Problems and tasks:
1. Repeat the passage of the Canadian stocks report starting at "In Spain, separatists" and ending at "country’s austerity measures.", substituting "nationalists" for "separatists".
2. According to the Canadian stocks report, by how many points did the S&P/TSX composite index end down?

Start of Extract

TORONTO (Reuters) - Canadian stocks slipped on Monday, tracking global markets lower as investors reacted to a lack of visible progress in budget deficit discussions in Washington and worried over whether Greece will receive emergency aid to keep it financially afloat.
Toronto’s main stock index also followed commodity markets lower, as traders awaited any advance in talks over a series of spending cuts and tax hikes scheduled to begin next year, which threaten to drag the economy back into recession.
“The biggest driver these days undoubtedly is the fiscal cliff issues in the U.S.,” said Elvis Picardo, strategist and vice president of research at Global Securities in Vancouver.
Seven of the 10 sectors traded lower, with resource companies among the biggest drags as commodity prices retreated. .TRJCRB
The Toronto Stock Exchange’s S&P/TSX composite index .GSPTSE ended down 28.19 points, or 0.23 percent, at 12,185.05. It had hit a two-week high on Friday. Seven of the 10 sectors were weaker. Financials, the biggest group on the index, were little changed, supporting by expectations for healthy upcoming earnings.
“Last week was a terrific week for global equity markets including the TSX, so we came in this week expecting a little bit of giveback after the strong rally last week. That’s happened in a fairly muted fashion,” added Picardo.
Investors also kept an eye on Europe, though problems there are seen to have moved to the back burner for now.
In Spain, separatists in Catalonia won a large majority in regional elections, fueling fears that Spain could split apart and underscoring the backlash against the country’s austerity measures.
Euro zone finance ministers and the International Monetary Fund began their third attempt in as many weeks to release emergency aid for Greece on Monday.

End of Extract
Start of Data section

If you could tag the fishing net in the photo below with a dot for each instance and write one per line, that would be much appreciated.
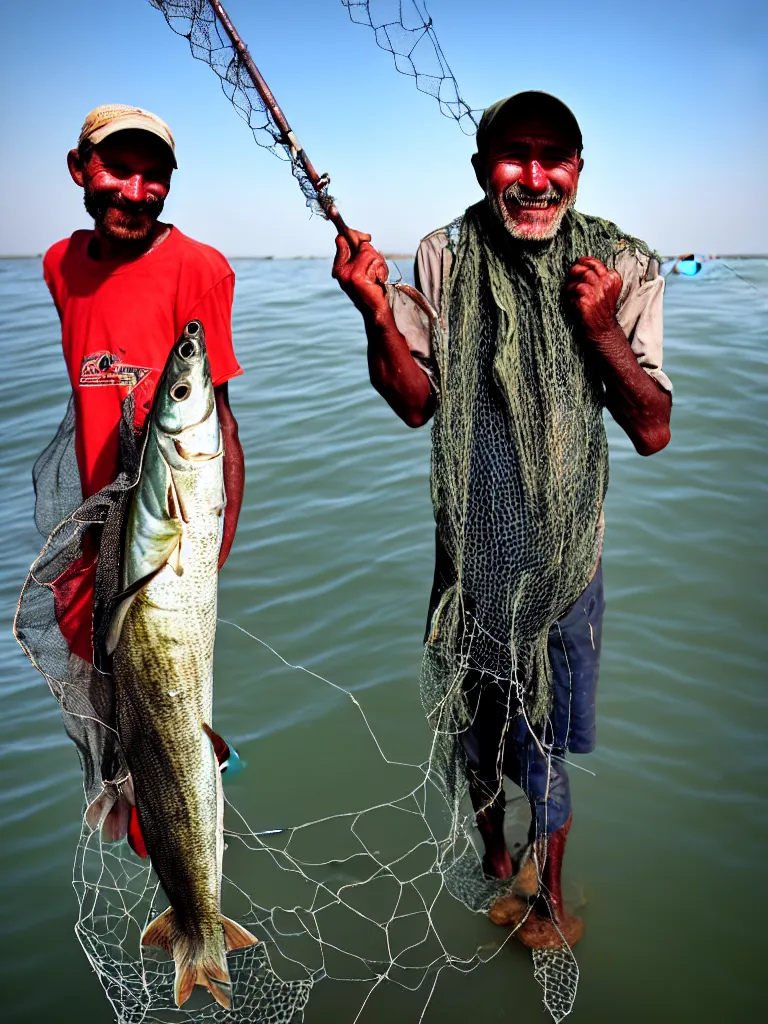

End of Data section

Solved problems:
1.
In Spain, nationalists in Catalonia won a large majority in regional elections, fueling fears that Spain could split apart and underscoring the backlash against the country’s austerity measures.

2. 28.19 points